§ Brief
Output exactly the lines from the line with "of the overcast" through the end of the records below. Include nothing else.

########################################

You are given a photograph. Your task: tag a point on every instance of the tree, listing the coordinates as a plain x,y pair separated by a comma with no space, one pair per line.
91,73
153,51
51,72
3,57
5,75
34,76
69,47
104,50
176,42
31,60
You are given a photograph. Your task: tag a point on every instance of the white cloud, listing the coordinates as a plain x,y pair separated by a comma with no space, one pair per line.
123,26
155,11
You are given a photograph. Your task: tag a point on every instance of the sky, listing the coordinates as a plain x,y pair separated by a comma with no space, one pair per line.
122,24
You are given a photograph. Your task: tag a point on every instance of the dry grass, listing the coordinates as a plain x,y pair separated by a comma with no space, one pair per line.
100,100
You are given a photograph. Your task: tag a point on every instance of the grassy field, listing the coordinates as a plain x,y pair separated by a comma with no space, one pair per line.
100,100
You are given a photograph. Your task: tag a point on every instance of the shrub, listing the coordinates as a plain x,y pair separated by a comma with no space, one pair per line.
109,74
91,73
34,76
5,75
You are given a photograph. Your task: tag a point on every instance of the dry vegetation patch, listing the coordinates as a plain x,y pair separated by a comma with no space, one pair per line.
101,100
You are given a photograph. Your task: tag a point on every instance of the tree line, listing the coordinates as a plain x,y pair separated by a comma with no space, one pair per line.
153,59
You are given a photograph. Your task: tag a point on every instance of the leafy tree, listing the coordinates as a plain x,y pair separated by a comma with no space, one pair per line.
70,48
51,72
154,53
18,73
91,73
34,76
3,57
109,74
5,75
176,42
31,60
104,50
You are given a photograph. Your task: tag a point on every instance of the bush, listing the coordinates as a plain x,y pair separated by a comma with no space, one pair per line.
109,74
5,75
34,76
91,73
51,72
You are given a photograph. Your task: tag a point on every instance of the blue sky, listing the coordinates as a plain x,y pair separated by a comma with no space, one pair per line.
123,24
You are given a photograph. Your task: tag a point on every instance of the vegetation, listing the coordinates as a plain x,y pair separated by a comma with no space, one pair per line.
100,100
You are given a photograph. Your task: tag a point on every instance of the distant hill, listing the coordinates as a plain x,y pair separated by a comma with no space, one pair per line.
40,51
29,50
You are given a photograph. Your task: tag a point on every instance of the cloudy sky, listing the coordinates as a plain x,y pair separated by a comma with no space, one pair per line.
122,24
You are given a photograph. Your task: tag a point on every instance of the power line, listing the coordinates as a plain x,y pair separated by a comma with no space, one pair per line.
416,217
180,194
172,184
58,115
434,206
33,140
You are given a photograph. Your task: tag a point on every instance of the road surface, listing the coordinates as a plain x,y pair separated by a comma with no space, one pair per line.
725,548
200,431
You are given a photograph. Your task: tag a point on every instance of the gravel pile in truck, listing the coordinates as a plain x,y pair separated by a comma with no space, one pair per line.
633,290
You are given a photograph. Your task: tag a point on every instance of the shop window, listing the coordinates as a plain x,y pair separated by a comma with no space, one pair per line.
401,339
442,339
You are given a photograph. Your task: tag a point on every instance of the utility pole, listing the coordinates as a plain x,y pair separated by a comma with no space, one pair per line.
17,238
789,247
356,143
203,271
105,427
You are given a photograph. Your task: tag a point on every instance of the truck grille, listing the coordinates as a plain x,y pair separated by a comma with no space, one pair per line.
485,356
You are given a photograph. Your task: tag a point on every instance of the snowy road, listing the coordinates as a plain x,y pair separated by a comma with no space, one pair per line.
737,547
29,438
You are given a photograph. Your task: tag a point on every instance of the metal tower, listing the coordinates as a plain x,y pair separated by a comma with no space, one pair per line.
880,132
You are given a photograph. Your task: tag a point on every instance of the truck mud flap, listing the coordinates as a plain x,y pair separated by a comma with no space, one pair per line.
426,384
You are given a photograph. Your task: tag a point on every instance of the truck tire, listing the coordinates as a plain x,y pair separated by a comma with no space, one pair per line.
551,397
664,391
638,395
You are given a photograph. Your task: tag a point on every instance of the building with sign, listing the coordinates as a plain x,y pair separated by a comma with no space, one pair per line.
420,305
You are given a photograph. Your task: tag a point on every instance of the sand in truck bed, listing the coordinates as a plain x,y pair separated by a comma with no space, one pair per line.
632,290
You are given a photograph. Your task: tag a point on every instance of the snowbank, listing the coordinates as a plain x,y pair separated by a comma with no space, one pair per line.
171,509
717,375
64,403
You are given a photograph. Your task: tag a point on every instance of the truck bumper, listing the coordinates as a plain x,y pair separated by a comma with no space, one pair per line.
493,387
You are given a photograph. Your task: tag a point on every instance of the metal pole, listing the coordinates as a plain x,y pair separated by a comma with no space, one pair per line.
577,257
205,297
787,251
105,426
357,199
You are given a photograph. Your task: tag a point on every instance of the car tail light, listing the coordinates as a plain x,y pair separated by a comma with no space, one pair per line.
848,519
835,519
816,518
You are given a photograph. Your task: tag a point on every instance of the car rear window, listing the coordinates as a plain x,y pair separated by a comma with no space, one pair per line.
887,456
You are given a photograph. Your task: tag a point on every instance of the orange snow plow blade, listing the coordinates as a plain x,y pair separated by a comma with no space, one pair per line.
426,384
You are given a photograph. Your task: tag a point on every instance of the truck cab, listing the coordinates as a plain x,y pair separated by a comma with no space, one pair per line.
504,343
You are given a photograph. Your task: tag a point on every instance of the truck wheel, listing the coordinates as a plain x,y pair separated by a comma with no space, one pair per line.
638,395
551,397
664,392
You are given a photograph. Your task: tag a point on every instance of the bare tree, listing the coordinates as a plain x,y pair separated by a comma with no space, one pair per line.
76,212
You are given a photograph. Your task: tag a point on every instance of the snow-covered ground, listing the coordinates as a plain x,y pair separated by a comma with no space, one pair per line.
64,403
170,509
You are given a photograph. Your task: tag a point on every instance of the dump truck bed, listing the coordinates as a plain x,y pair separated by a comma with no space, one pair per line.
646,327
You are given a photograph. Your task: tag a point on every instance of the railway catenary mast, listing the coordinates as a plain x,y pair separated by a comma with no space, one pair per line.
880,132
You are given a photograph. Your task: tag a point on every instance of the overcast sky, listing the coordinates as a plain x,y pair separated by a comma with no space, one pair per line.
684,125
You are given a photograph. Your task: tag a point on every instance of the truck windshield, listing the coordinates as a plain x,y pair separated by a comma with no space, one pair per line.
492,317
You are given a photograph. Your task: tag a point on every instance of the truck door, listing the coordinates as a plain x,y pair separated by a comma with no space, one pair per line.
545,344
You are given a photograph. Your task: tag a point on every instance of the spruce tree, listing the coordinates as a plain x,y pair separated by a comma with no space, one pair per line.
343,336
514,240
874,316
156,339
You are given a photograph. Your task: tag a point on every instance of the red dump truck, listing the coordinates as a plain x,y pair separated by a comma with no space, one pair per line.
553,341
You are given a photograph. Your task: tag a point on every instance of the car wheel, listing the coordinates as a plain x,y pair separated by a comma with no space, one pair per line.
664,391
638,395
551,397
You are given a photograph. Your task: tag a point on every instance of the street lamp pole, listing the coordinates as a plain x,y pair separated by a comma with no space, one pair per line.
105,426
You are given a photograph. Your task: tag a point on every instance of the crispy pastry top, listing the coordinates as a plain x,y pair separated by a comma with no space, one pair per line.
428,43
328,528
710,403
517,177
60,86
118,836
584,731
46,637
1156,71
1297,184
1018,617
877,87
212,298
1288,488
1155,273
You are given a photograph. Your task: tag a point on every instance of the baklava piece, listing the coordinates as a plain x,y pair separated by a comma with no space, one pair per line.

########################################

§ Full solution
You are given a photograph. Your task: tag a point on every instance of the overcast sky, listing the coordinates as a plain x,y pair separated by a comma with no space, one pair per line.
684,125
You are given a photograph. Your task: tag a point on every instance of the truck windshield, listing the coordinates as a plain x,y pair separated by a comma with no space, one pair per line.
492,317
You are given a photograph. Your task: tag a point on every instance of the truck door, listing the coordinates as a plain x,y pair separated by a comma with no space, one pair per line.
545,344
You are given a photograph. Your task: tag a point on every instance of the spruce tree, listing the coordinates as a plain x,y pair separated by a comma with no space, one pair per line.
343,336
514,240
874,316
156,339
You are given a photograph. Your task: tag a point on every instance of the red dump truck, listing the coordinates as a plain x,y pair separated by a comma with no space, one pair per line.
553,341
You are given a photograph. Your task: tag a point on every instance of the car wheel, listing the coordinates as a plain x,y pair separated by a comma with no space, one pair per line.
664,391
638,395
551,397
You are given a photograph. Your task: tag a point on every instance of the street lamp pole, listing the coordinates as a plain x,y pair separated by a comma with no space, one pair per line.
105,426
You are given a photograph. Your task: tag a point on every instance of the crispy pastry top, listing the coordinates as a plain x,y pair separated by a comma with no space, one pair per line.
428,43
328,528
710,403
517,177
60,86
118,836
584,731
46,637
1156,71
1297,184
1018,617
877,87
212,298
1288,488
1155,273
You are given a photograph. Your task: tag a point on every instance of the baklava piece, listing the coordinates as a plain x,y pair separated by a comma with no space, one pair per line.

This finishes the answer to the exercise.